Exercise details:
In the copy, include no pictures, but reproduce every record exactly.

Provided information:

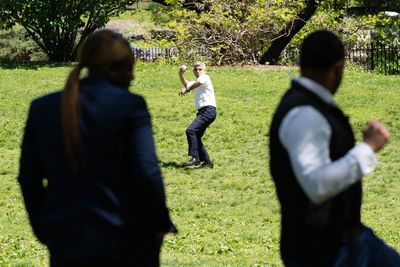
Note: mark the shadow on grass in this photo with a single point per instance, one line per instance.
(33, 65)
(173, 164)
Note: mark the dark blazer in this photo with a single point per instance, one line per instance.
(116, 202)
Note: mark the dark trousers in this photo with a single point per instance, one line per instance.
(367, 250)
(205, 116)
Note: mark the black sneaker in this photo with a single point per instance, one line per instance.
(193, 162)
(207, 164)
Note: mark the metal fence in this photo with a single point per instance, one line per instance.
(382, 58)
(153, 53)
(379, 57)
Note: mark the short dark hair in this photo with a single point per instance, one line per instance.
(321, 50)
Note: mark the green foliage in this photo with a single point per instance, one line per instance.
(229, 215)
(16, 47)
(228, 32)
(54, 25)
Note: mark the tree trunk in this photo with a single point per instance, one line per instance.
(271, 56)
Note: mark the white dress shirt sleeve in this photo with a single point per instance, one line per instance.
(305, 133)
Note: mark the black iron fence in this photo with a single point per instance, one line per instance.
(153, 53)
(382, 58)
(379, 57)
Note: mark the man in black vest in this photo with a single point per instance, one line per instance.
(317, 168)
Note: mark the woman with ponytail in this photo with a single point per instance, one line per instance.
(88, 169)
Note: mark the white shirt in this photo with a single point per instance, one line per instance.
(204, 94)
(305, 134)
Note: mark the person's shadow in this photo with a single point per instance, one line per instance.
(172, 164)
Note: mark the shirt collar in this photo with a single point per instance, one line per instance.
(316, 88)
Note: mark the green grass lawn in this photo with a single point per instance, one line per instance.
(229, 215)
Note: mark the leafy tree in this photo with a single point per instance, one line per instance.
(228, 31)
(59, 26)
(285, 35)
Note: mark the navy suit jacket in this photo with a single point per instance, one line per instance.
(118, 192)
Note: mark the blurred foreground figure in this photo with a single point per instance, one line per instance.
(317, 167)
(88, 169)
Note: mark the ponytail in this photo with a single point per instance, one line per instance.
(70, 117)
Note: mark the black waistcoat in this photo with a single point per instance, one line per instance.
(307, 228)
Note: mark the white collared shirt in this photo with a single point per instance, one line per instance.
(204, 94)
(305, 133)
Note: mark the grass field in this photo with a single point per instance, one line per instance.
(229, 215)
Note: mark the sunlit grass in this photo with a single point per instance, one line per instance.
(229, 215)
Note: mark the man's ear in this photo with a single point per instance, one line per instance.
(339, 67)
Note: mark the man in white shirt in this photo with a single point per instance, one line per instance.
(317, 167)
(204, 101)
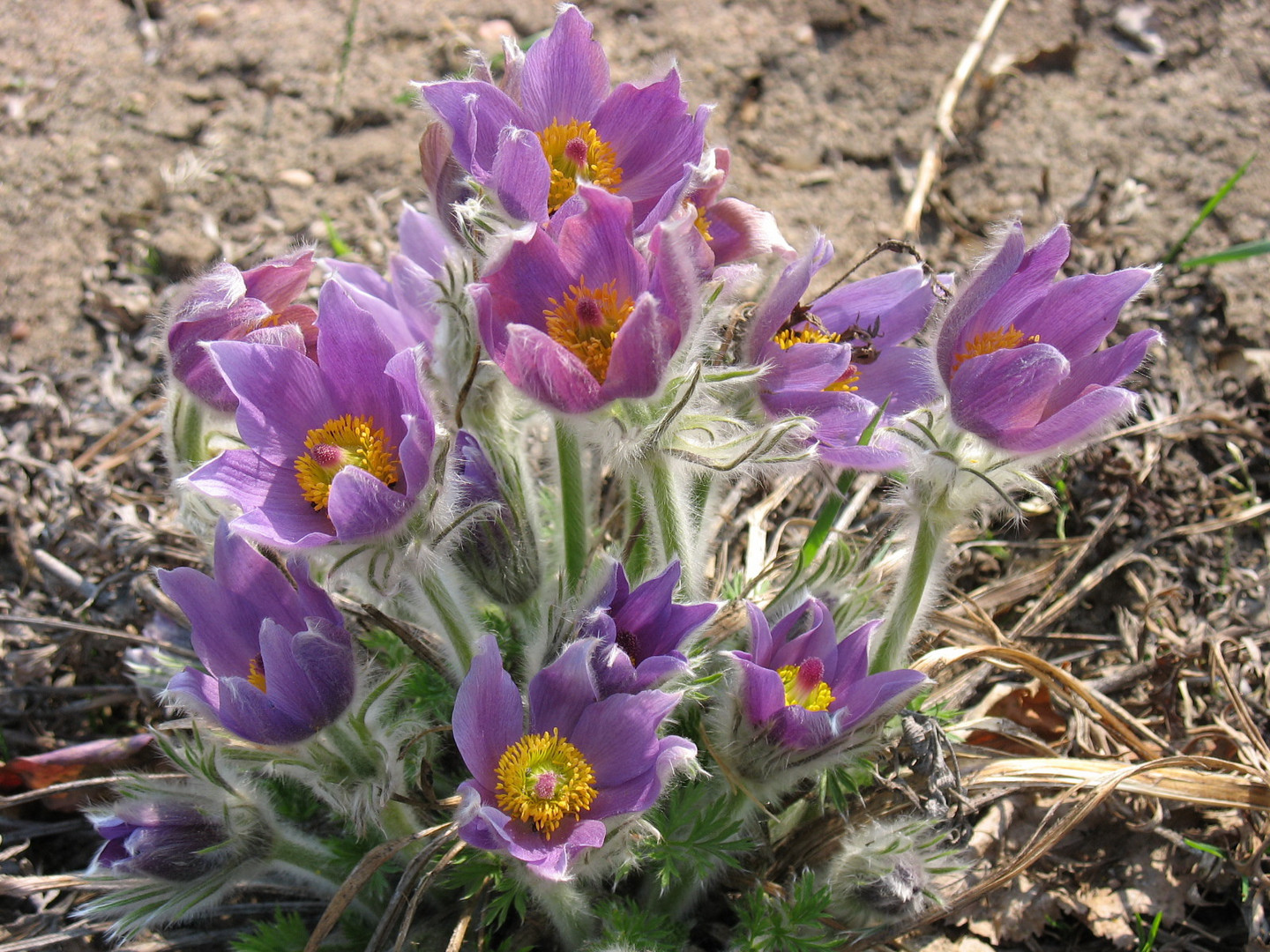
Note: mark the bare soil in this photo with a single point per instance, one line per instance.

Task response:
Note: mark the shadow on grass in this photo with a single point per instance, one line per instance.
(33, 65)
(173, 164)
Note: mark the dark blazer in this photo with a single point per instance, one line per instance.
(116, 202)
Note: mark the dark trousers in this photo with a single point per instance, one line per instance.
(367, 250)
(205, 116)
Note: mark the black sneaker in this photo with a single point per instance, one line per instance.
(193, 162)
(207, 164)
Note: mark the metal fence in this photo with a single point per instance, one line per instance.
(382, 58)
(153, 53)
(379, 57)
Note: mark the short dark hair in this photo with a single point per instance, one line per instance.
(321, 50)
Note: mark the green foliage in this photo with a single point per instance, one line per instance.
(229, 215)
(16, 47)
(228, 32)
(54, 25)
Note: mark the tree trunk in this photo with a single point per instance, one line per instance.
(271, 56)
Note: mark the white dress shirt sleeve in this photo with a single point per instance, one line per instance.
(305, 133)
Note: mark the black iron fence in this photo with a single point per instance, one line per instance.
(153, 53)
(382, 58)
(379, 57)
Note: mark the man in black vest in this photo with a single point per instance, one line per instance.
(317, 168)
Note: mark the woman with ponytail in this photo with a single point per instance, one line per instance.
(88, 169)
Note: mark the white shirt in this photo with a single point per instance, one line per instance.
(204, 94)
(305, 134)
Note: mark the person's shadow in this photo with a single point per instance, one line per instance.
(172, 164)
Note: mark the shirt collar in this photo with a single point per instance, one line per instance.
(316, 88)
Note: mark the green grass lawn in this photo with a single point per instance, one line per instance.
(229, 215)
Note: mark the leafy tree in this photo with a single point per instance, one line per instance.
(228, 31)
(59, 26)
(285, 35)
Note: mark the navy suit jacket in this photo with a single point per instance, one line per instance.
(118, 192)
Note: mark the blurred foreground figure in this photo with a single point per instance, one line per instance.
(317, 167)
(88, 169)
Note: mark the ponytail in this photo with a single point per instance, one line per instance.
(70, 117)
Note: mark the black waistcoat in this photo with a single point per instance, one line per instance.
(307, 228)
Note: mark the white collared shirt in this photo with a single point per instance, one line per instance.
(204, 94)
(305, 133)
Note: mark the grass field in this photo with a single point per instance, one line per instance.
(229, 215)
Note: mark the sunlit grass in this photo with a single point per instance, one line per instance.
(229, 215)
Note: mark the man's ear in this photo with a single point per instance, one line per instance.
(339, 67)
Note: mark the man in white shirt in this photo with a single point per instance, one line per instance.
(317, 167)
(204, 101)
Note: mark the bare soil in this photo with a single point per instance, one line per instance.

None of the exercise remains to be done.